**Image-grounded pointing data**
= Beginning of Section =

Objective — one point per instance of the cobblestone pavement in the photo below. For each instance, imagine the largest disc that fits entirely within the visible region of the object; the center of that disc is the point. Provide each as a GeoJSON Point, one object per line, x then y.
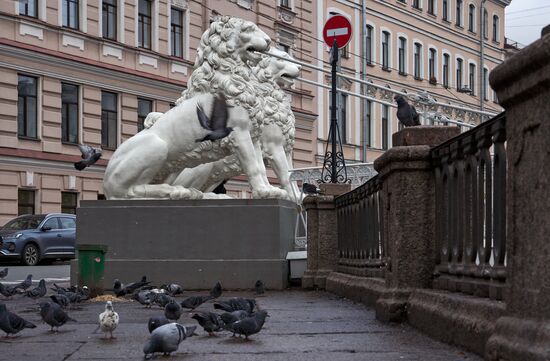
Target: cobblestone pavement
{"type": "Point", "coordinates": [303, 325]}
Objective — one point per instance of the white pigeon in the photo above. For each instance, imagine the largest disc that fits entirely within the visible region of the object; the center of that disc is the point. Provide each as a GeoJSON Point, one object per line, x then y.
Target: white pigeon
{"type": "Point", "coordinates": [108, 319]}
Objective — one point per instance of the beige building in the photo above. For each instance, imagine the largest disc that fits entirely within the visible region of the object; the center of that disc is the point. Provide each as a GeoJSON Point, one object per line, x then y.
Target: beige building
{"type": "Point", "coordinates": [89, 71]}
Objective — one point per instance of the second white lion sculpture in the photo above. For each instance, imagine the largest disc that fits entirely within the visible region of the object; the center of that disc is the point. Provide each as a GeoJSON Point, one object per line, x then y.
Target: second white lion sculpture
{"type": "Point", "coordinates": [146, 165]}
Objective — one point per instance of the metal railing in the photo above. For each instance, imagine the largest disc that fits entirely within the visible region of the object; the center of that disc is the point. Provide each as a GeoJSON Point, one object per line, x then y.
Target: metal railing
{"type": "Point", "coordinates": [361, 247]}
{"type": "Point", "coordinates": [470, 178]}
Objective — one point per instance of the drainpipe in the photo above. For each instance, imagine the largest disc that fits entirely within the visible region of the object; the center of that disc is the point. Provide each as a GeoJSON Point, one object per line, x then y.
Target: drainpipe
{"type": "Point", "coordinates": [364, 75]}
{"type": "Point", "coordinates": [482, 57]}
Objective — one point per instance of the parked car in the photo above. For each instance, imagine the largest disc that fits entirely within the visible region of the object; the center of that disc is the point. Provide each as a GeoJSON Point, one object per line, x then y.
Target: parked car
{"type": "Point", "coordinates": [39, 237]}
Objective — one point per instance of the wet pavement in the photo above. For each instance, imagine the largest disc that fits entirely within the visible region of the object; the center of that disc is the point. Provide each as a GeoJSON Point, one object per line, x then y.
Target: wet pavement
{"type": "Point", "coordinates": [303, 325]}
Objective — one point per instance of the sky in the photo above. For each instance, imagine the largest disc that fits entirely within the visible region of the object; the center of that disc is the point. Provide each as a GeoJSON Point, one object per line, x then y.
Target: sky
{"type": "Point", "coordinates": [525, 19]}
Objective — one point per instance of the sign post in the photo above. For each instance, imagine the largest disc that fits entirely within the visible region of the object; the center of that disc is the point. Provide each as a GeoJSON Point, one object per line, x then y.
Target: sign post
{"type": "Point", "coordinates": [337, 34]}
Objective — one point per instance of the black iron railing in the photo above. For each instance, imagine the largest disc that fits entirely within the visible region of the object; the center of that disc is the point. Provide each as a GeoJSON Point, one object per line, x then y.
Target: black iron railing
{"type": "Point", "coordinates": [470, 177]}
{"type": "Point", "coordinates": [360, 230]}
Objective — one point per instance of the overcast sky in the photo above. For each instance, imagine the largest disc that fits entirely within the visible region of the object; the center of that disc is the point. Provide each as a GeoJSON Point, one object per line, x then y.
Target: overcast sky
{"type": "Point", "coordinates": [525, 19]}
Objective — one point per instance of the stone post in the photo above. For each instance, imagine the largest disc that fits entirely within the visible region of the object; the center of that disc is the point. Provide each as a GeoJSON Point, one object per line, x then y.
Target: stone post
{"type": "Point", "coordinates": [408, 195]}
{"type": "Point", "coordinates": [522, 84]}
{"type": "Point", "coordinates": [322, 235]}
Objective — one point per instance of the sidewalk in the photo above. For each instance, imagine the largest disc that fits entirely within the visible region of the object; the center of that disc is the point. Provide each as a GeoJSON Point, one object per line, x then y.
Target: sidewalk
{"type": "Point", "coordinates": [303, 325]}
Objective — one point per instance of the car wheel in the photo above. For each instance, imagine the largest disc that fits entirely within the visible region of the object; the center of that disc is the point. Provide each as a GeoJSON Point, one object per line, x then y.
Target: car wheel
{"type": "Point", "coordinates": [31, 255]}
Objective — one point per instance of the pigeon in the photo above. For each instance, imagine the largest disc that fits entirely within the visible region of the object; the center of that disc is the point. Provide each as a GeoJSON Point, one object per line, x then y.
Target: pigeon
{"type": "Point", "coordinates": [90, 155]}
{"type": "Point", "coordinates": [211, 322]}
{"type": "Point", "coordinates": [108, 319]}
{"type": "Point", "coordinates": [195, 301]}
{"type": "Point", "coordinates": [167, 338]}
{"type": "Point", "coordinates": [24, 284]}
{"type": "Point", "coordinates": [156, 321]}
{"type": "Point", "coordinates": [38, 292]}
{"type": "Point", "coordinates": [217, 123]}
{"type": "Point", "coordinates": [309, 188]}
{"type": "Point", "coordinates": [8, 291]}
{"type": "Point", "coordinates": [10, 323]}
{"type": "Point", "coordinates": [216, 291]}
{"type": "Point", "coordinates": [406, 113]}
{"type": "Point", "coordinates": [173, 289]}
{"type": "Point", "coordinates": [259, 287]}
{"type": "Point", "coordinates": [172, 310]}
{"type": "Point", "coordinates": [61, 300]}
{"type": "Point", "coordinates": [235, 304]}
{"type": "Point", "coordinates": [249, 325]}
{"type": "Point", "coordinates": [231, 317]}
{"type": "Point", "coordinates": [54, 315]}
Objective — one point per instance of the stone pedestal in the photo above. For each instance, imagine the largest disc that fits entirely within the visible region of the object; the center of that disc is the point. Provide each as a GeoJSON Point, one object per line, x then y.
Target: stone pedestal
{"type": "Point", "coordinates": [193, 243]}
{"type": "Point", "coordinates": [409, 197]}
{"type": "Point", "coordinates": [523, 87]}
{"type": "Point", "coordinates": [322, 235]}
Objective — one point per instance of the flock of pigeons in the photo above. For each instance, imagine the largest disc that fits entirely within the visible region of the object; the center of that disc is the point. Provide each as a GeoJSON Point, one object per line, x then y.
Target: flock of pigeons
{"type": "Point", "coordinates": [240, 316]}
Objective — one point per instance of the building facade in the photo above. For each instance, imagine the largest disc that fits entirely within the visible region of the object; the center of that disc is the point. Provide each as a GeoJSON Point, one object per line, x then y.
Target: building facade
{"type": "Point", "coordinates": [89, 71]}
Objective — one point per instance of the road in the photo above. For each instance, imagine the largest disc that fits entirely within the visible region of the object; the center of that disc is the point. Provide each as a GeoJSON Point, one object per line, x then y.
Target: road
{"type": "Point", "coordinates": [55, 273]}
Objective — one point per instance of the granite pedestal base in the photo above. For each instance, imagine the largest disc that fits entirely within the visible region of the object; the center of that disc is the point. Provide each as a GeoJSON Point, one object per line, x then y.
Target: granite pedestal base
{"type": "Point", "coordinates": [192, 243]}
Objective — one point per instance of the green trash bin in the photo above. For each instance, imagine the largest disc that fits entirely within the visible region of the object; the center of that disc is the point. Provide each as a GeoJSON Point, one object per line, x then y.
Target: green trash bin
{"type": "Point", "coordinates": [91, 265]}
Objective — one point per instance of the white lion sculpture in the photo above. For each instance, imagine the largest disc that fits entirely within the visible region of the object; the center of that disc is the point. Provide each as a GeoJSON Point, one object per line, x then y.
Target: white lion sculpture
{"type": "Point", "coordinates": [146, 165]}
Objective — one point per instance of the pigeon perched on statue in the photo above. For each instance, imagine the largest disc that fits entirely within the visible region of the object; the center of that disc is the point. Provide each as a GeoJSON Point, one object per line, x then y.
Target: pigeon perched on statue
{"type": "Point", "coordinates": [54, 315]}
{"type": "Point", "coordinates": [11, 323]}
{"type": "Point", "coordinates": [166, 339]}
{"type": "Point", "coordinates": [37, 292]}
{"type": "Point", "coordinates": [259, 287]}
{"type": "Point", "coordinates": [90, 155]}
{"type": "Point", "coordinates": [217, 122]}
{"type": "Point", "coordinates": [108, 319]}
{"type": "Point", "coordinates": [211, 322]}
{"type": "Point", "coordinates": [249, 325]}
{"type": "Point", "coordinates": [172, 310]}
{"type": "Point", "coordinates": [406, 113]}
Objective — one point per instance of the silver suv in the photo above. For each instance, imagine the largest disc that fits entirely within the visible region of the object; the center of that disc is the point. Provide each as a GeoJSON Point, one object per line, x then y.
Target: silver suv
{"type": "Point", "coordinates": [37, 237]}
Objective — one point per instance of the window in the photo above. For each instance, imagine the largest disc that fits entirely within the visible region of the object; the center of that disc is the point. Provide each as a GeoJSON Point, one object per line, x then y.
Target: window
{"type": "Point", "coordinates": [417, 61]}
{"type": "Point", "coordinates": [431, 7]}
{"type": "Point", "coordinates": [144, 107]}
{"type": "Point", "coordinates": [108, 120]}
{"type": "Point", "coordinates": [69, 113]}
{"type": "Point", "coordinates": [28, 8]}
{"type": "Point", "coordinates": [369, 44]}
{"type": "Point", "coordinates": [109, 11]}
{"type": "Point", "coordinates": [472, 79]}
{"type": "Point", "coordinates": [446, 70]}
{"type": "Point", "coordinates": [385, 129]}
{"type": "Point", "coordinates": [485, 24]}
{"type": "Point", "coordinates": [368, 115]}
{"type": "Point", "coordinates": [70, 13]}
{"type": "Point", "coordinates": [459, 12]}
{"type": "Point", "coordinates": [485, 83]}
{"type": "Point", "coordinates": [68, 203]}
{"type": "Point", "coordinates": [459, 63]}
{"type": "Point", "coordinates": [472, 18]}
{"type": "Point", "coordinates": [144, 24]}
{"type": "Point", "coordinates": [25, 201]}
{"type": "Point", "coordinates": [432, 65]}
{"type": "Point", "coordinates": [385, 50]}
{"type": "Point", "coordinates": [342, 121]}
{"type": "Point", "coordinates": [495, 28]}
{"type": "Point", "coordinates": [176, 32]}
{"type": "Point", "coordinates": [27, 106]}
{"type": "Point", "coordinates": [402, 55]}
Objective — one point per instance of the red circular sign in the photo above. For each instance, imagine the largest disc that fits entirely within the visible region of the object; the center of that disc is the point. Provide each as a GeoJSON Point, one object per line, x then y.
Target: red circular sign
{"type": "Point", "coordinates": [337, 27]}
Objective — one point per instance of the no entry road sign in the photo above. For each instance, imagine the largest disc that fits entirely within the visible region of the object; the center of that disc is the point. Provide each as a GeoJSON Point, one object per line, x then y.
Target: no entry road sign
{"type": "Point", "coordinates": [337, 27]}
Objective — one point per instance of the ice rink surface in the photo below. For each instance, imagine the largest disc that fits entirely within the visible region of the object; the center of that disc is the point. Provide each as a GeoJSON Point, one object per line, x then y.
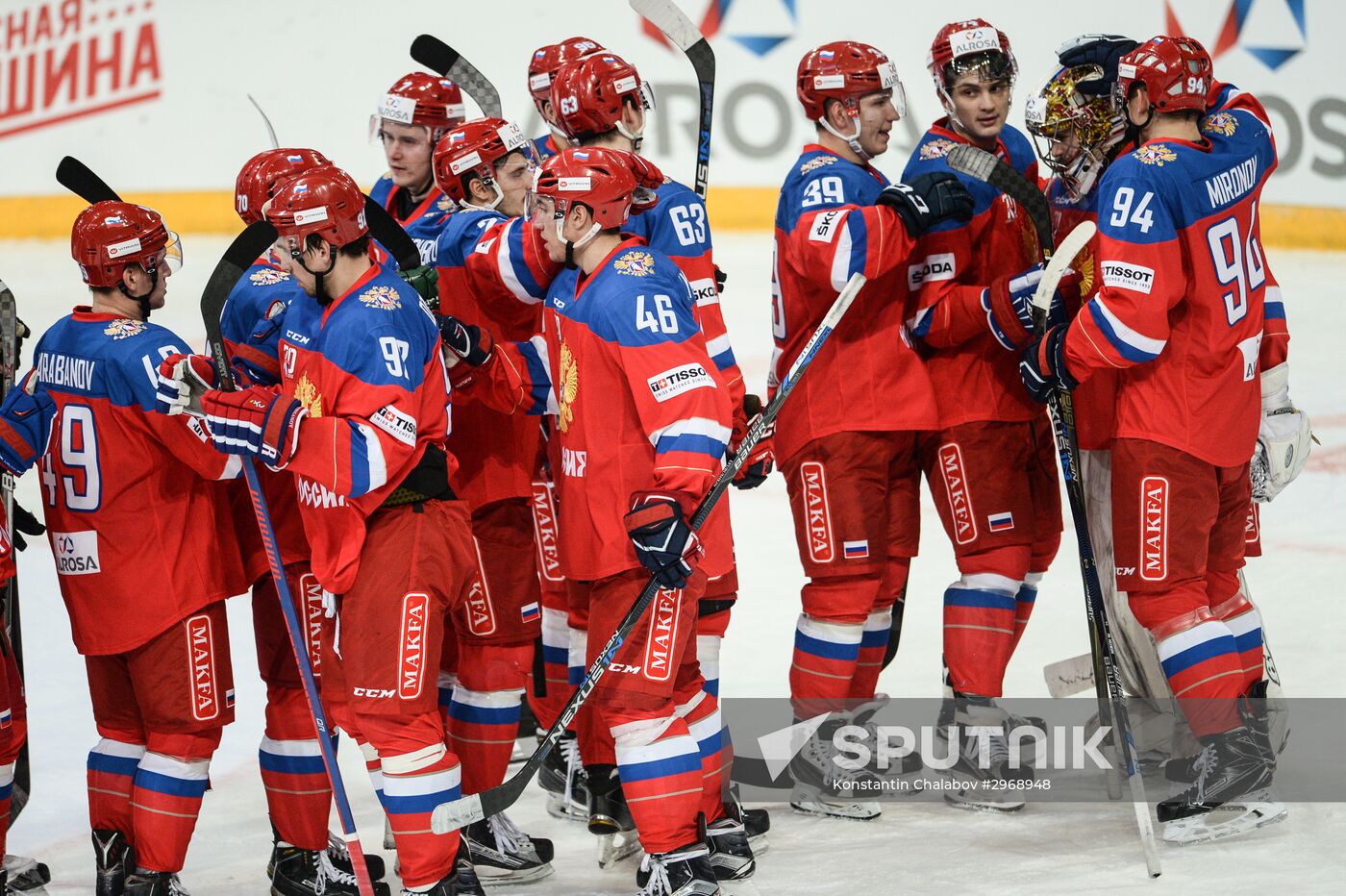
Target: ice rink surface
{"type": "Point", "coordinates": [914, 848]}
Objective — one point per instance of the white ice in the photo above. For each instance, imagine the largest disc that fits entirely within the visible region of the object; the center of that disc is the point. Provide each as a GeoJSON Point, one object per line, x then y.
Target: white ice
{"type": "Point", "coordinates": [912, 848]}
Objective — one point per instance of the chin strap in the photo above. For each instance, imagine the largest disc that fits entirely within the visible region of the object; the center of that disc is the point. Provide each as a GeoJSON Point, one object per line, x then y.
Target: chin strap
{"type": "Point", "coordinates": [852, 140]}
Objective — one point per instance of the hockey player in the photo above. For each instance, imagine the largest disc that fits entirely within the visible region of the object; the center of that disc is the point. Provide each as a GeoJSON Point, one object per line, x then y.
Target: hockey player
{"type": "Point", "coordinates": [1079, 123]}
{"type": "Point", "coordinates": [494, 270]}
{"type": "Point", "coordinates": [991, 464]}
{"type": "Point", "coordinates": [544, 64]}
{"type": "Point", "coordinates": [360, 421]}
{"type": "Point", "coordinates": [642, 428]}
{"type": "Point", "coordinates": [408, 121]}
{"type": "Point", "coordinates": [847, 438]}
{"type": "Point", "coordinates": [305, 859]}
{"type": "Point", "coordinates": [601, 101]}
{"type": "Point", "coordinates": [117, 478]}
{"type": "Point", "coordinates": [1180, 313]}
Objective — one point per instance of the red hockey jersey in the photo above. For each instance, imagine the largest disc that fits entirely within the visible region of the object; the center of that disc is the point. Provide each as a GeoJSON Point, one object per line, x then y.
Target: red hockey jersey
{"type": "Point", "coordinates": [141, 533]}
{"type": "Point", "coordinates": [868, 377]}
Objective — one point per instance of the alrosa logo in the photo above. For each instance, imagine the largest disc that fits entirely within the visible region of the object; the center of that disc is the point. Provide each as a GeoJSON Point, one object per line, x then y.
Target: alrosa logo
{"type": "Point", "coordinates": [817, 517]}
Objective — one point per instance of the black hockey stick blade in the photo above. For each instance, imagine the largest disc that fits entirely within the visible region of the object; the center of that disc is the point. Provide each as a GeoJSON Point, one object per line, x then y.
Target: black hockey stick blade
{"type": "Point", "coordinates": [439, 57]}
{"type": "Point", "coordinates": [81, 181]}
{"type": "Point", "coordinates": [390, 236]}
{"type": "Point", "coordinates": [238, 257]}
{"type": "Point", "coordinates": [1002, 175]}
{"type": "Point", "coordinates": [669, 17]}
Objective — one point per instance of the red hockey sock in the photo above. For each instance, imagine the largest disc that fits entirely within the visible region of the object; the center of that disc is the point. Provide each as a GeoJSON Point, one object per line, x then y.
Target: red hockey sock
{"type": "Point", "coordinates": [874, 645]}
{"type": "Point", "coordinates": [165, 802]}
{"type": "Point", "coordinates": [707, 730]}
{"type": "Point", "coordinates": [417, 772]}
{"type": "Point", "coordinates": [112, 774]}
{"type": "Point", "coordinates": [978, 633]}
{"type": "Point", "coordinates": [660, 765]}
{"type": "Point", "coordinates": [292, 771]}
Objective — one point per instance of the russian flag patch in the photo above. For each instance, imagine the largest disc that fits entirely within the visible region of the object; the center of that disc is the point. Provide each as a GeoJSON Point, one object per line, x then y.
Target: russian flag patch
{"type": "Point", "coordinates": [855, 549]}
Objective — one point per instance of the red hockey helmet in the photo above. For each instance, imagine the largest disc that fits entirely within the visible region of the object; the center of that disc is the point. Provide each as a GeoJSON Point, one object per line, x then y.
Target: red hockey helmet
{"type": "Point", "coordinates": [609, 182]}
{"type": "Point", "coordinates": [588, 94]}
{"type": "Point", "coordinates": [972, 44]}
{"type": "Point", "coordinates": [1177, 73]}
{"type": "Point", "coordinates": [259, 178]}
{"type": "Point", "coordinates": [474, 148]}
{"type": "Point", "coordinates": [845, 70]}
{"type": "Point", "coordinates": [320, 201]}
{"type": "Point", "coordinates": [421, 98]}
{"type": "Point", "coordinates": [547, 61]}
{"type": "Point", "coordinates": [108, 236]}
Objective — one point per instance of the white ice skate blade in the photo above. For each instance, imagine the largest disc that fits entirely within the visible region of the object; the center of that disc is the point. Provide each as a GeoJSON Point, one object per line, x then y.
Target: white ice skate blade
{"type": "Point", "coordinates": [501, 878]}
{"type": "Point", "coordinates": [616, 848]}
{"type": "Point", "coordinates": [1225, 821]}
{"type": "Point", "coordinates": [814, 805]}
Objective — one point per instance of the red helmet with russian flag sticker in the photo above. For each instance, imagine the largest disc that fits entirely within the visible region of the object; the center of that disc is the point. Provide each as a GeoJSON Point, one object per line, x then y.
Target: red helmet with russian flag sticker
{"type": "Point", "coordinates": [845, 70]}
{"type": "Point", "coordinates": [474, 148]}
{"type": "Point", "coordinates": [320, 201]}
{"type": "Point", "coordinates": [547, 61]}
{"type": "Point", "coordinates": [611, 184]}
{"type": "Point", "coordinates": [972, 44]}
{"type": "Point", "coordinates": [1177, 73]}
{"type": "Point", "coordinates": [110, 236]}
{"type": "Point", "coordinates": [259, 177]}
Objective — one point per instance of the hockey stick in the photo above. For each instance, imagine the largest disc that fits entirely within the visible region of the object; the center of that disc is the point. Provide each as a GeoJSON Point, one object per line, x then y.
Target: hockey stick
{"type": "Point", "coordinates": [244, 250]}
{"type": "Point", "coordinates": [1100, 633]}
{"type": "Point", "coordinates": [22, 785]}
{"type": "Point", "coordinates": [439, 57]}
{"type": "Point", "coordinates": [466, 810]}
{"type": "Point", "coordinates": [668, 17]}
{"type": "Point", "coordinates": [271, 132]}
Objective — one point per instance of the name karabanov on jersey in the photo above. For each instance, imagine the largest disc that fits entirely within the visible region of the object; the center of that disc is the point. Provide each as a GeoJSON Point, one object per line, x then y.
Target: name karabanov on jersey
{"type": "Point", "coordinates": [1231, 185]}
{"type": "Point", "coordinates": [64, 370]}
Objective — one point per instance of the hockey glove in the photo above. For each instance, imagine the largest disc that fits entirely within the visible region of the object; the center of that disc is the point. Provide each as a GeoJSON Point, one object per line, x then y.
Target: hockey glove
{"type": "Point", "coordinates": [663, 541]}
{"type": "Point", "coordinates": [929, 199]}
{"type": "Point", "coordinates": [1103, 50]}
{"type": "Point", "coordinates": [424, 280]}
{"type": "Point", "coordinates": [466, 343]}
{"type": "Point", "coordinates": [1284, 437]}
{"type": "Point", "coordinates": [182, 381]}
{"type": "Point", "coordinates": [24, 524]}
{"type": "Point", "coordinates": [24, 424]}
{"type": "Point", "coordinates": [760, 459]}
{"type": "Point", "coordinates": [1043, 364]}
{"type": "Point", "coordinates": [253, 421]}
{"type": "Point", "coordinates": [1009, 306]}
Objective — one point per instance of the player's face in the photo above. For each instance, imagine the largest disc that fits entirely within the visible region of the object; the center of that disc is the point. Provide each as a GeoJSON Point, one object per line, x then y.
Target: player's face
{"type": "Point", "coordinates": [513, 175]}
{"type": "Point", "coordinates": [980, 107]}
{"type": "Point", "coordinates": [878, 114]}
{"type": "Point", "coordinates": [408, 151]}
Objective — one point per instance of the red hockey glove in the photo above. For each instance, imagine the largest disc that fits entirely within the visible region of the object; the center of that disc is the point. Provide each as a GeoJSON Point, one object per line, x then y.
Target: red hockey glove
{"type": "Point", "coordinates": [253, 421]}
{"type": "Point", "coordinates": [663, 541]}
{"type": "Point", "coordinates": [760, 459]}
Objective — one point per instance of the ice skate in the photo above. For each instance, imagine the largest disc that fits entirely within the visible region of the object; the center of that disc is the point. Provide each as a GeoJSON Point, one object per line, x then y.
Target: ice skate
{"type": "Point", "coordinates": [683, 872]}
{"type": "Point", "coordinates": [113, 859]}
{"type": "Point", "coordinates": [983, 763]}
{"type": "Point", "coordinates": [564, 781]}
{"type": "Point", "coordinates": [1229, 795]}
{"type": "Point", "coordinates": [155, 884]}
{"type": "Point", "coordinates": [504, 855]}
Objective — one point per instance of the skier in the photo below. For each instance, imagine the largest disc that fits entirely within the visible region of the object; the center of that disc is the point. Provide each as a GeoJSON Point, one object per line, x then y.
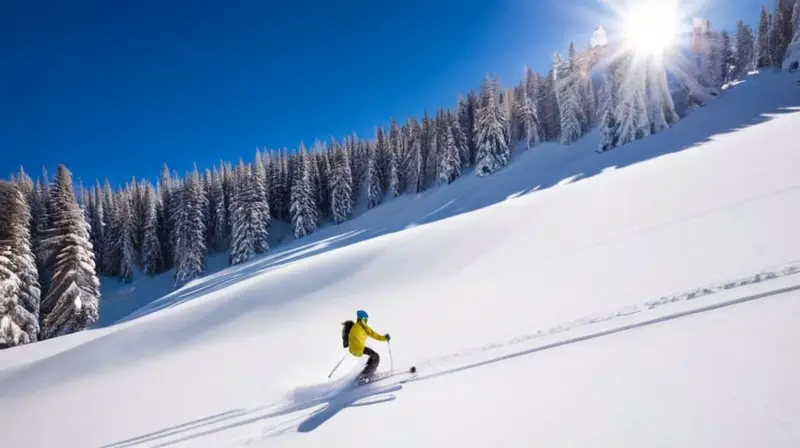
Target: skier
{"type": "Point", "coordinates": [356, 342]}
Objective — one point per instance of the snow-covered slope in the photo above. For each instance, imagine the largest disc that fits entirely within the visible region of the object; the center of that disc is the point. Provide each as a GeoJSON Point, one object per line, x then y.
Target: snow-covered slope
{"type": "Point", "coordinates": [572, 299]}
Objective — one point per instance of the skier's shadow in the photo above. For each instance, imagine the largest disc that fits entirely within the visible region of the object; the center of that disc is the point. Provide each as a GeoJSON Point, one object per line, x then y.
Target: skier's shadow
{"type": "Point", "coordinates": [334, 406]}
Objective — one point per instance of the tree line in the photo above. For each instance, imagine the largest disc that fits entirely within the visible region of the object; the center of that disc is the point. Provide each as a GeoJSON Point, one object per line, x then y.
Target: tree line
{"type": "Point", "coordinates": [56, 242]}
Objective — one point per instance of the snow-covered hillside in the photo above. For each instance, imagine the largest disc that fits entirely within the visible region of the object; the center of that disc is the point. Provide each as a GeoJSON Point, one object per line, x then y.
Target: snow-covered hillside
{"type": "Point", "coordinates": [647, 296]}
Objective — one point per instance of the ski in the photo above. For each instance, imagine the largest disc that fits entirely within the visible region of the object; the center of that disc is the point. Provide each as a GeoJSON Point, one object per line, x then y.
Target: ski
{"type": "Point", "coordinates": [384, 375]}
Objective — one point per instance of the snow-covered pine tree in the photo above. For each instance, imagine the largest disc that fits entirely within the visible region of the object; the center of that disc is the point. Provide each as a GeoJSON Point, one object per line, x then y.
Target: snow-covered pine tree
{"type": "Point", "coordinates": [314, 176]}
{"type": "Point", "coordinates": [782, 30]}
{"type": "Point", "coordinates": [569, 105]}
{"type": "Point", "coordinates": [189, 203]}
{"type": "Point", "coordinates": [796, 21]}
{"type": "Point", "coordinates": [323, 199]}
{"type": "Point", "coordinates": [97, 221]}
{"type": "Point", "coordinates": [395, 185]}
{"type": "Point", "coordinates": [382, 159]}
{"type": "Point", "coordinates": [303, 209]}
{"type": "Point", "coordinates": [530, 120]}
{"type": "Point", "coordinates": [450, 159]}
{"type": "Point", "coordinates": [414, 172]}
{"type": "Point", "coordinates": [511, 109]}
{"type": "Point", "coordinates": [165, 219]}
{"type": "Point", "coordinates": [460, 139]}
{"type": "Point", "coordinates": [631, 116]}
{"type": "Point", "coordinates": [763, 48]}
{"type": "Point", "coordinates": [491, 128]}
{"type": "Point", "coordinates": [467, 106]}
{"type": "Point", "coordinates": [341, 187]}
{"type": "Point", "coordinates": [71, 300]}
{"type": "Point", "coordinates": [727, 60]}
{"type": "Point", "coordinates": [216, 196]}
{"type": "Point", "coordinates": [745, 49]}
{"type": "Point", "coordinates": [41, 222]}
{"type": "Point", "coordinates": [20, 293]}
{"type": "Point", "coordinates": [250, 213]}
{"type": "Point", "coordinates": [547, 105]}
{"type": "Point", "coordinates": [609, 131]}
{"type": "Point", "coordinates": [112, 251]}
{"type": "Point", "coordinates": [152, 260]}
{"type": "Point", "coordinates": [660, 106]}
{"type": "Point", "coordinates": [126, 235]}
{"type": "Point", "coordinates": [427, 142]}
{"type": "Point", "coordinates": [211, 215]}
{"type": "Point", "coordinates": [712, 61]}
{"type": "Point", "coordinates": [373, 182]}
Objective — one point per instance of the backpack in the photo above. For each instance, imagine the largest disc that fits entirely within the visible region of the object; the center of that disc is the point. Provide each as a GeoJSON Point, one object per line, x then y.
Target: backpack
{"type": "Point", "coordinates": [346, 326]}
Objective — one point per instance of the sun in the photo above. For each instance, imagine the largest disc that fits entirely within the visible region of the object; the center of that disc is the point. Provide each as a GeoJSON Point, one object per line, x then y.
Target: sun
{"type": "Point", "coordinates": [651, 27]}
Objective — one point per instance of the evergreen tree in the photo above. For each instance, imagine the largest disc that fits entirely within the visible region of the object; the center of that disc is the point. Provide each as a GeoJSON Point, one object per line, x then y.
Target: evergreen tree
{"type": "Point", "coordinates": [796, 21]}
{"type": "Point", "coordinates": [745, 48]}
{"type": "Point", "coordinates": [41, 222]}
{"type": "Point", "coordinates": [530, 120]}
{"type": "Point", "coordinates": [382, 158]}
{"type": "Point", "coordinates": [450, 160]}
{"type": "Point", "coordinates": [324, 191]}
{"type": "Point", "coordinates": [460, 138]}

= End of Section =

**WHAT IS EXPECTED**
Starting with the line above that holds "Objective — one point per instance of the red circular" and stopping with the line that holds "Objective — one point per instance of the ice rink", reproduce each line exactly, omitting all other lines.

**SOLUTION TO THIS EXERCISE**
Objective — one point per instance of the red circular sign in the photo above. For each instance, imagine the largest disc that fits entirely within the visible region of the object; the center of that disc is the point. Provide each as a GeoJSON Point, one object per line, x then y.
Target: red circular sign
{"type": "Point", "coordinates": [337, 27]}
Objective — one point per instance of the no entry road sign in the photo above. For each instance, imagine the largest disc that fits entirely within the visible region of the object; the center of that disc is the point. Provide each as a GeoJSON Point, one object per line, x then y.
Target: no entry road sign
{"type": "Point", "coordinates": [337, 27]}
Objective — one point per instance of the ice rink surface in the photo below. For each instance, imagine the largest disc that fits entirely within the visible region of the object; the center of that disc is the point. Provide each as a GeoJSON Point, one object per line, x then y.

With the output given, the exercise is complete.